◆ TASKS TO CARRY OUT:
**A)** Do these statements agree with the passage on Pike? Answer yes or no for each, quoting the words of the passage that decide it. (i) Pike was born in 1779. (ii) Pike died in a battle his side lost. (iii) Orsi's book is the first modern biography of Pike.
**B)** Please sum up the passage on Pike in two sentences.
**C)** Write what comes next in the passage on Pike, picking up after its final sentence.

◆ EXCERPT PROVIDED:
· · · · ·
In Citizen Explorer, historian Jared Orsi provides the first modern biography of this soldier and explorer, who rivaled contemporaries Meriwether Lewis and William Clark. Born in 1779, Pike joined the army and served in frontier posts in the Ohio River valley before embarking on a series of astonishing expeditions. He sought the headwaters of the Mississippi and later the sources of the Arkansas and Red Rivers, which led him to Pike’s Peak and capture by Spanish forces. Along the way, he met Aaron Burr and General James Wilkinson; Auguste and Pierre Couteau, patriarchs of St. Louis’s most powerful fur-trading family, who sought to make themselves indispensible to Jefferson’s administration; as well as British fur-traders, Native Americans, and officers of the Spanish empire, all of whom resisted the expansion of the United States. Through Pike’s life, Orsi examines how American nationalism thinned as it stretched west, from the Jeffersonian idealism on the Atlantic to a practical, materialist sensibility on the frontier. Surveying and gathering data, Pike sought to incorporate these distant territories into the republic, to overlay the west with the American map grid; yet he became increasingly dependent for survival on people who had no attachment to the nation he served. He eventually died in that service, in a victorious battle in the War of 1812.
· · · · ·
◆ INPUT DATA:

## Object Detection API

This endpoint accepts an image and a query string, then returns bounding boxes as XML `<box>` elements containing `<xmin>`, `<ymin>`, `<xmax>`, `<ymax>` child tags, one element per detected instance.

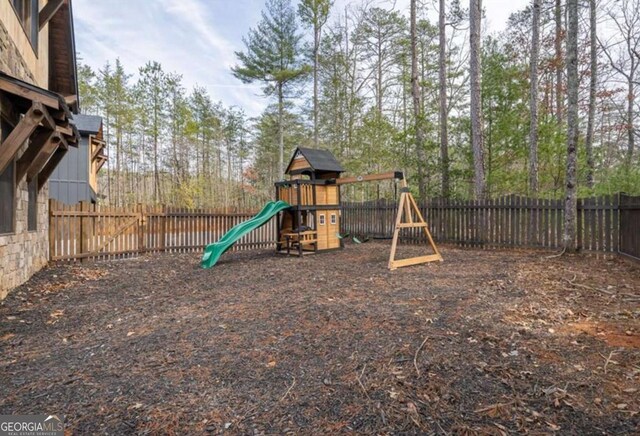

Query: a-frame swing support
· · · · ·
◆ RESULTS OF THE TASKS:
**A)**
(i) Yes: "Born in 1779, Pike joined the army."
(ii) No: "He eventually died in that service, in a victorious battle in the War of 1812."
(iii) Yes: "historian Jared Orsi provides the first modern biography of this soldier and explorer."

**B)** In Citizen Explorer, historian Jared Orsi gives the first modern biography of Pike, a soldier and explorer who sought the headwaters of the Mississippi and the sources of the Arkansas and Red Rivers and was captured by Spanish forces. Through Pike's life, Orsi shows how American nationalism thinned as it stretched west, as Pike tried to bring distant lands into the republic while depending for survival on people with no attachment to it, until he died in a victorious battle in the War of 1812.

**C)**
Written from an environmental perspective, rich in cultural and political context, Citizen Explorer is a state-of-the-art biography of a remarkable man.
by Mark Fiege (Associate Professor of History, Colorado State University; PLHC Faculty Council member)
University of Washington Press (Weyerhaeuser Environmental Books series) (July 2013)
Illustrated, 600 pages, hardcover & paperback, ISBN 9780295993294
In the dramatic narratives that comprise The Republic of Nature, Mark Fiege reframes the canonical account of American history based on the simple but radical premise that nothing in the nation’s past can be considered apart from the natural circumstances in which it occurred. Revisiting historical icons so familiar that schoolchildren learn to take them for granted, he makes surprising connections that enable readers to see old stories in a new light.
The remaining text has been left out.